== Task prompt ==
Copy the snail egg post from the words "Normally I wouldn't" through the words "sorry for mistake!", swapping "snails" for "land snails".

== Exercise text ==
• • •

Normally I wouldn't consider hatching eggs from a mixed tank. However I have found 3 batches of eggs today during a clean out (20 eggs in all)and I am thinking I may not freeze them as the adult snails in the tank include some unusual species. They are 2 Archachatina Puylaerti Togo Albino Body, 2 Archachatina Marg. Grevellei Cameroon, 2 Archachatina Purpurea Quinea albino, 1 silver body reticulata and 1 albino reticulata. I suppose they'll be retics lol, but I will see what I get Obviously if they are yellow shelled dark bodied I'll assume they are Grevellei, but if they are white bodied I will just rehome them as 'unknown' to suitable people who won't sell them on as a rare hybrid. That's if they hatch of course
Edit - They are not reticulata they are suturalis sorry for mistake!
Retics usually lay a lot more than 20 eggs in one batch (mine lay ca 150 eggs). Their eggs are also smaller than the Archachatina species' eggs. I wouldn't hatch them unless you'd keep them to yourself. There is no way to guarantee that the new owners won't forget their heritage, sell them on as something else or breed them (with dozens of opportunities for new mix ups).
Subspecies of Archachatina marginata can cross breed very easily, but these cross breeds tend to have shorter life expectancies, so i'm sure your suts and grevellei could easily have crossbred. (not sure about whether it's possible with the others - could be) I would not sell them as pure Grevellei even if they are yellow shelled as they could easily be a cross.
If they do hatch,I won't really be looking for money for them, just experienced homes with people who are interested in this type of thing. I know a lot of people find genetics interesting, as do I, so hopefully they will be homed as 'curiosities' on the off chance they are cross breeds. Over the years I have taken a few in myself from other people in the same situation, but have never hatched eggs from them. I suppose as they grow it will become possible to have a guess at their parentage, I'll have to do a 'guess the parents' thread with photos (Where's Jeremy Kyle when you need him?)

• • •

== Extracted data ==
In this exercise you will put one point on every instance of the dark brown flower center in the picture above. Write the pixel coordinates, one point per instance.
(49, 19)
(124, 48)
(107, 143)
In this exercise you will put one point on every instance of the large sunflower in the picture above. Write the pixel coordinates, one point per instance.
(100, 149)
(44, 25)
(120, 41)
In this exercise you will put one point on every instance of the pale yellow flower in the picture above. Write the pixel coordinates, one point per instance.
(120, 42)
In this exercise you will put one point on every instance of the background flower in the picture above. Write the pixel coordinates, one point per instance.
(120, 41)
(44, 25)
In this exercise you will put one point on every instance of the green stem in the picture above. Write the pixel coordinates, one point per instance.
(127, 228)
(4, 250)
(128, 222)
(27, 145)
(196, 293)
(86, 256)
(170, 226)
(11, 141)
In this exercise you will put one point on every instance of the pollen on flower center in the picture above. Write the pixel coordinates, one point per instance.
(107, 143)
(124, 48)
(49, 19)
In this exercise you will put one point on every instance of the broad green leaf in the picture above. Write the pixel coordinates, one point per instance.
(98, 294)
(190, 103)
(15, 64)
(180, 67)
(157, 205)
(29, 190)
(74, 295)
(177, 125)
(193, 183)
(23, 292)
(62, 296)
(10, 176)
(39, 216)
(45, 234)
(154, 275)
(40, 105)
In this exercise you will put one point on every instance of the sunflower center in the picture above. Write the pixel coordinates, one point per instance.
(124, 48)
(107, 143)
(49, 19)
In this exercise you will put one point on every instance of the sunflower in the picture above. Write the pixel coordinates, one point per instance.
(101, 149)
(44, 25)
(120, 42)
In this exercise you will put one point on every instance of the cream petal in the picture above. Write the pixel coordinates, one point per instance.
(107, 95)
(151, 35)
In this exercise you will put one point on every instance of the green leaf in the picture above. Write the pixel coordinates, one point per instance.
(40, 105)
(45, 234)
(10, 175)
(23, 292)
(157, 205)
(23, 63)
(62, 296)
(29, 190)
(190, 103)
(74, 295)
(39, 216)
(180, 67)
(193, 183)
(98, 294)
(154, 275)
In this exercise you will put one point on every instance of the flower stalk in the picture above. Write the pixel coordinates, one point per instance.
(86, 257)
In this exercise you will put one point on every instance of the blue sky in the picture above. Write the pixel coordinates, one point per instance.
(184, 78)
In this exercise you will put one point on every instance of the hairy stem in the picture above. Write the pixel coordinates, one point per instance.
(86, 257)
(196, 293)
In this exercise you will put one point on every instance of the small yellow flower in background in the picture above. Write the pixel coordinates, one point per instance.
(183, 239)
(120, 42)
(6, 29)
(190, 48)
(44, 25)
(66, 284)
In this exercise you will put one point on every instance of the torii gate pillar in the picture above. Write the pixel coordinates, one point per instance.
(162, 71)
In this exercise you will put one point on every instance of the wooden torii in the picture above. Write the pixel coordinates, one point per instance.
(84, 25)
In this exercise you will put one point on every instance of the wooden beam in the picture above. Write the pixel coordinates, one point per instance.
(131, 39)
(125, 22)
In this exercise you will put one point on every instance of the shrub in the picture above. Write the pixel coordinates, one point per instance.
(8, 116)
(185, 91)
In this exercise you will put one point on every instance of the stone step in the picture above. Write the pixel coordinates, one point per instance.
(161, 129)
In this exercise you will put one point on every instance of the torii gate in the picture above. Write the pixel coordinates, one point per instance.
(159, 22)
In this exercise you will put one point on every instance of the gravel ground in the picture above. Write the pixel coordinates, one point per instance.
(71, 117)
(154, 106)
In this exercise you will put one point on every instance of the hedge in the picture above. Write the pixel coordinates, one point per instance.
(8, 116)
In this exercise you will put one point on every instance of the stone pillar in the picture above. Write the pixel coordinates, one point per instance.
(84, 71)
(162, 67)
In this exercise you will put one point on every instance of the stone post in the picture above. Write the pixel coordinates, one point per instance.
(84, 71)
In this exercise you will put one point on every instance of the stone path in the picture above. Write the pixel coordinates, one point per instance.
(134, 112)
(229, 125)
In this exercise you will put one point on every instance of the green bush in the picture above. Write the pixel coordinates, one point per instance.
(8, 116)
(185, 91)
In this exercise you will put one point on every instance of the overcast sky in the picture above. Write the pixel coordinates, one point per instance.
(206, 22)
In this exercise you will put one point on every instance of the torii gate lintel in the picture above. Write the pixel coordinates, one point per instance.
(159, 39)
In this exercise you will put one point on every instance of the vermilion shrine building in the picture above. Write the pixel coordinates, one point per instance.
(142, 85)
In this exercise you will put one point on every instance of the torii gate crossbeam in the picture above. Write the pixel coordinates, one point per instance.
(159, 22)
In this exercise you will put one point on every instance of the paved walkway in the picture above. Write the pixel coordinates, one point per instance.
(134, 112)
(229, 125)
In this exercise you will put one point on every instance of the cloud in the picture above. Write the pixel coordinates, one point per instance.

• • •

== Your solution ==
Normally I wouldn't consider hatching eggs from a mixed tank. However I have found 3 batches of eggs today during a clean out (20 eggs in all)and I am thinking I may not freeze them as the adult land snails in the tank include some unusual species. They are 2 Archachatina Puylaerti Togo Albino Body, 2 Archachatina Marg. Grevellei Cameroon, 2 Archachatina Purpurea Quinea albino, 1 silver body reticulata and 1 albino reticulata. I suppose they'll be retics lol, but I will see what I get Obviously if they are yellow shelled dark bodied I'll assume they are Grevellei, but if they are white bodied I will just rehome them as 'unknown' to suitable people who won't sell them on as a rare hybrid. That's if they hatch of course
Edit - They are not reticulata they are suturalis sorry for mistake!